### Set task
Count the lines in the listing below that contain the string "silhouette" and reply with only that number.

### Entries supplied
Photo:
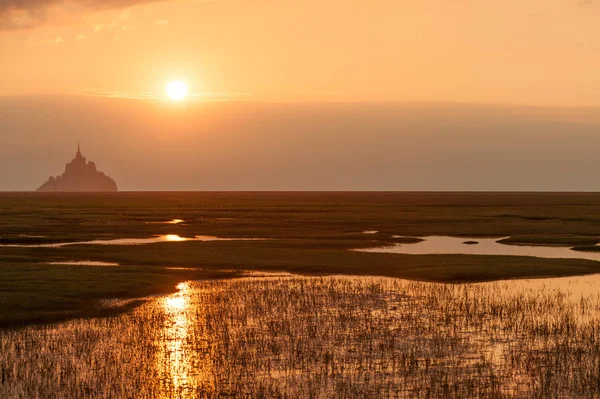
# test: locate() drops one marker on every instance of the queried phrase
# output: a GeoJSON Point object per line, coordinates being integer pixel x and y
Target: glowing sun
{"type": "Point", "coordinates": [176, 90]}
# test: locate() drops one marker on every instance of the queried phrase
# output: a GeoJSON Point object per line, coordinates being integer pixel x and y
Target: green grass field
{"type": "Point", "coordinates": [307, 233]}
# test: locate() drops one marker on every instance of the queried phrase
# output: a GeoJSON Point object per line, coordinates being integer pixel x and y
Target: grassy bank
{"type": "Point", "coordinates": [308, 233]}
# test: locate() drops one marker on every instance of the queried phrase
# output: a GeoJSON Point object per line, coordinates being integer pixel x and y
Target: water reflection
{"type": "Point", "coordinates": [172, 221]}
{"type": "Point", "coordinates": [322, 337]}
{"type": "Point", "coordinates": [173, 360]}
{"type": "Point", "coordinates": [484, 246]}
{"type": "Point", "coordinates": [82, 263]}
{"type": "Point", "coordinates": [133, 241]}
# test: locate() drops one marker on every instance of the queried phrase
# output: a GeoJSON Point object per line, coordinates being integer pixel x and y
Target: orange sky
{"type": "Point", "coordinates": [544, 52]}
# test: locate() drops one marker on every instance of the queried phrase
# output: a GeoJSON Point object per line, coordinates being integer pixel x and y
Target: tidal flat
{"type": "Point", "coordinates": [293, 295]}
{"type": "Point", "coordinates": [287, 336]}
{"type": "Point", "coordinates": [307, 233]}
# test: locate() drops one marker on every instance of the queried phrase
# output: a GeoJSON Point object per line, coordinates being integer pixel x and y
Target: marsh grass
{"type": "Point", "coordinates": [321, 337]}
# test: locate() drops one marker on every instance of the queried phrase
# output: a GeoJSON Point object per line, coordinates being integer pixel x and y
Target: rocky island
{"type": "Point", "coordinates": [79, 176]}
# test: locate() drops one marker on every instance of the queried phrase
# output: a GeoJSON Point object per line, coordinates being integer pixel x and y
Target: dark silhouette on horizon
{"type": "Point", "coordinates": [79, 176]}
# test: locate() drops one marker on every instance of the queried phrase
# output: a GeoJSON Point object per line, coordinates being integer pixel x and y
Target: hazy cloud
{"type": "Point", "coordinates": [22, 14]}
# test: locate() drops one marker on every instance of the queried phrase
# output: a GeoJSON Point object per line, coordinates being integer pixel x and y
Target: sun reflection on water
{"type": "Point", "coordinates": [173, 361]}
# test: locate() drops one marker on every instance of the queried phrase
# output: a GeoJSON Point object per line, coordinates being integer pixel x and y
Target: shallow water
{"type": "Point", "coordinates": [133, 241]}
{"type": "Point", "coordinates": [82, 263]}
{"type": "Point", "coordinates": [172, 221]}
{"type": "Point", "coordinates": [322, 337]}
{"type": "Point", "coordinates": [484, 246]}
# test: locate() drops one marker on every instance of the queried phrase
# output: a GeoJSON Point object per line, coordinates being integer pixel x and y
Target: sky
{"type": "Point", "coordinates": [300, 95]}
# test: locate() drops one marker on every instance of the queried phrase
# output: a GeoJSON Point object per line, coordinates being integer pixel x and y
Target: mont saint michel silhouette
{"type": "Point", "coordinates": [79, 176]}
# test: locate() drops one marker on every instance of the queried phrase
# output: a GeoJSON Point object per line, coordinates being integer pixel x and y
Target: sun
{"type": "Point", "coordinates": [176, 90]}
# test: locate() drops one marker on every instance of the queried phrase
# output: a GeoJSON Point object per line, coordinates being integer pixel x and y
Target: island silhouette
{"type": "Point", "coordinates": [79, 176]}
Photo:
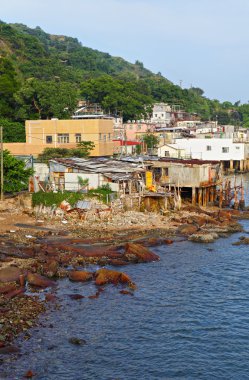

### Solution to the problem
3